> _Saved entries_:
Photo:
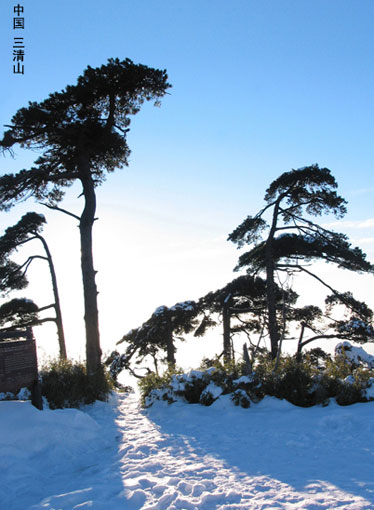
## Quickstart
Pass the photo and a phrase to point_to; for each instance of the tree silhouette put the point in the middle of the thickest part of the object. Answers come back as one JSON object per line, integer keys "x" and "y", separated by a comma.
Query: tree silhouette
{"x": 28, "y": 229}
{"x": 82, "y": 133}
{"x": 291, "y": 238}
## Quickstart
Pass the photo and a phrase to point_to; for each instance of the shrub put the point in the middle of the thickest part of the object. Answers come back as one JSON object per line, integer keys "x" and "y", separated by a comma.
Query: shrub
{"x": 313, "y": 379}
{"x": 65, "y": 383}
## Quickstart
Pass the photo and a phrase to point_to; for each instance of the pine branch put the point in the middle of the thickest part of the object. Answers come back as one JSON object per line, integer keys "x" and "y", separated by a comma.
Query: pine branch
{"x": 55, "y": 208}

> _Work to be completed_:
Duplicate the rows above line for line, without the pictures.

> _Written answer_:
Photo:
## Quickstart
Pass the photo and a phrase to point_to; for each instance of the tree silhouette put the point in the middle of the thickest part of the object. Answers come back as one JSON object per line, integer keys "x" and "y", separated by a comma.
Query: tree silhouette
{"x": 28, "y": 229}
{"x": 82, "y": 133}
{"x": 291, "y": 238}
## Quickstart
Pass the photo and a phrase to point_to; for each instance of the shrub put the point in the middle of the thickest part of the object. Answers come back as one JSON object per line, integer keys "x" and "y", separated by a comma.
Query: shrub
{"x": 313, "y": 379}
{"x": 65, "y": 383}
## Quickstart
Pass the photo and a phrase to point_to; for each instance of the pine branch put the point in the middle of the thickest part of the object. Answers come back as one JSON object per line, integer keys "x" and "y", separated by a comma.
Query: pine branch
{"x": 55, "y": 208}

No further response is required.